- _Requirement_: Resume the article on healthcare risk management, picking up right after its final paragraph and not from the items.

- _Extracted text_:
Content starts

The role of risk management in healthcare has come a long way over the years. But as risks to the healthcare industry multiply—both in number and costs—risk management and risk managers need to be at the forefront of the business. If not, healthcare organizations can’t thrive, or potentially even survive.

How healthcare risk management has evolved

Today’s healthcare organizations face challenges like the rapid advancement of technology, financial risk, evolving patient safety regulations, consolidation, aging facilities and infrastructures, and workforce shortages—giving risk managers at healthcare institutions just a “few” risks to address day in and day out.

This is a shift from the 1970s and 1980s, when risk managers were almost solely focused on clinical issues and minimizing damages from the abundance of medical malpractice and professional liability claims being filed during that time. Also problematic: They were essentially managing this single risk from their own isolated departments

And while isolated and unconnected risk management practices might have allowed healthcare organizations to survive the medical malpractice and professional liability storm 30 and 40 years ago, such practices are not sustainable in today’s tumultuous healthcare environment where risks are more diverse and complex than ever before.

That’s why today’s expanded risks in healthcare require risk management departments to expand their role within an organization. But doing so requires a broader approach to risk management, like Integrated Enterprise Risk Management.

How to move risk management to the top of the agenda

Integrated ERM brings all risks from across the enterprise together to determine how they interrelate — uncovering insights that have previously been hidden within individual silos. It focuses on organizational systems and processes; tends to be proactive in nature, rather than reactive; and hinges as much on value creation as it does risk mitigation.

The often-cited benefits of Integrated ERM within healthcare institutions include high quality patient care, compliance, proper investment, resilience and improved processes. Such benefits don’t come without work, though.

Read, “5 Ways Integrated ERM Brings Value to Healthcare Organizations.”

For starters, risk managers can complete an organization-wide risk assessment, taking into account the risk domains established by the American Society for Healthcare Risk Management (ASHRM). The risk domains include operational, human capital, technology, hazard, strategic, clinical/patient safety, legal/regulatory and financial risks.

From there, you will need to determine areas of focus that need improvement, which will necessitate access to data that can adequately highlight trouble spots or potential success stories—like declines in worker injuries or workers’ compensation costs.

Content ends

- _Given information_:
Content starts

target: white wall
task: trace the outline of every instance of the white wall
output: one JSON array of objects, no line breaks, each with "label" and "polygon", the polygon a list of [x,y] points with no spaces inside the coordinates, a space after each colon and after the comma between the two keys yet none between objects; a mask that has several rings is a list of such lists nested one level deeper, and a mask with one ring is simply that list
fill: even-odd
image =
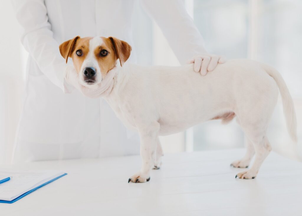
[{"label": "white wall", "polygon": [[20,29],[10,1],[1,1],[0,47],[0,163],[8,163],[24,89]]}]

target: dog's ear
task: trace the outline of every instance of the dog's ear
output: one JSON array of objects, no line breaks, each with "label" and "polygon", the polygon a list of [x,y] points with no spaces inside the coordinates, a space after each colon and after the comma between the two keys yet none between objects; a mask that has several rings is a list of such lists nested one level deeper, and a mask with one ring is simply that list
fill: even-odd
[{"label": "dog's ear", "polygon": [[113,37],[109,37],[117,58],[120,59],[120,66],[122,66],[130,56],[132,48],[127,43]]},{"label": "dog's ear", "polygon": [[66,63],[68,57],[71,57],[71,53],[75,49],[76,41],[79,38],[79,36],[77,36],[73,39],[62,43],[59,46],[60,53],[63,57],[66,60]]}]

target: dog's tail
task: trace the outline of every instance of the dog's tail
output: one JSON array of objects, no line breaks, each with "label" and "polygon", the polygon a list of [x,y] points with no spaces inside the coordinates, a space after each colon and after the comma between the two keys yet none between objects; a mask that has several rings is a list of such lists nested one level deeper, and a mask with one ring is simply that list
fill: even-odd
[{"label": "dog's tail", "polygon": [[268,74],[275,80],[279,88],[282,98],[283,113],[285,116],[287,130],[293,141],[296,143],[298,139],[297,121],[293,98],[284,80],[279,72],[268,66],[264,65],[263,66]]}]

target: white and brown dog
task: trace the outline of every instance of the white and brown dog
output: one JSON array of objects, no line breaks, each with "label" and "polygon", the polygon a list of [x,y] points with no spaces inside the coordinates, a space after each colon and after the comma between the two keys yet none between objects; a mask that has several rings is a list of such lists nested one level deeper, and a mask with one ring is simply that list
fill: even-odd
[{"label": "white and brown dog", "polygon": [[131,47],[113,37],[78,36],[62,44],[59,49],[66,62],[69,57],[72,58],[79,83],[101,89],[99,95],[118,117],[139,132],[142,167],[128,182],[148,181],[152,168],[159,167],[162,153],[159,136],[212,119],[226,123],[235,117],[247,138],[247,148],[245,155],[231,165],[247,167],[255,153],[251,168],[236,176],[253,179],[271,149],[266,130],[278,88],[289,133],[297,141],[292,99],[281,75],[267,65],[247,60],[229,60],[202,76],[194,72],[193,64],[124,65]]}]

Content ends

- _Answer_:
Read, “How to Build an Award-Winning Safety Program.”

That same data will be critical for getting buy-in up, down and across organizational ranks—one of the next steps in facilitating an Integrated ERM program and expanding the role of risk management at your healthcare organization.  

Why risk management technology is a critical piece of the puzzle

Such data, and even collaboration among the variety of departments and stakeholders needed for effective Integrated ERM, are much easier to come by with the right tools and technology. Integrated risk management technology, in particular, can be of great assistance.

The right risk management technology can help healthcare organizations to holistically understand, manage and control risks. It will offer SaaS technology that automates processes, simplifies analysis and streamlines collaboration—facilitating true Integrated ERM in the most efficient and cost effective way possible.

More specifically, the right risk management technology will allow for the following capabilities:

  • It pulls a wide range of patient safety, insurance and risk management data into a centralized and interactive system.
  • Data input automatically triggers real-time analysis of a wide range of patient safety-, insurance-and risk-related information, as well as workflows and activities.
  • It acts as both a repository for patient safety and risk-related data, and a launching pad for Integrated ERM activities.
  • It standardizes data from varied sources into common formats that can “talk to each other”—spurring risk management activity or analysis.
  • Mobile capabilities allow front lines of healthcare organizations to enter pertinent data with speed and ease.

All this will help healthcare organizations to better integrate their risks—allowing you to solve for any underlying issues causing multiple risks, as well as factor in the potential upsides of risks that could actually create value.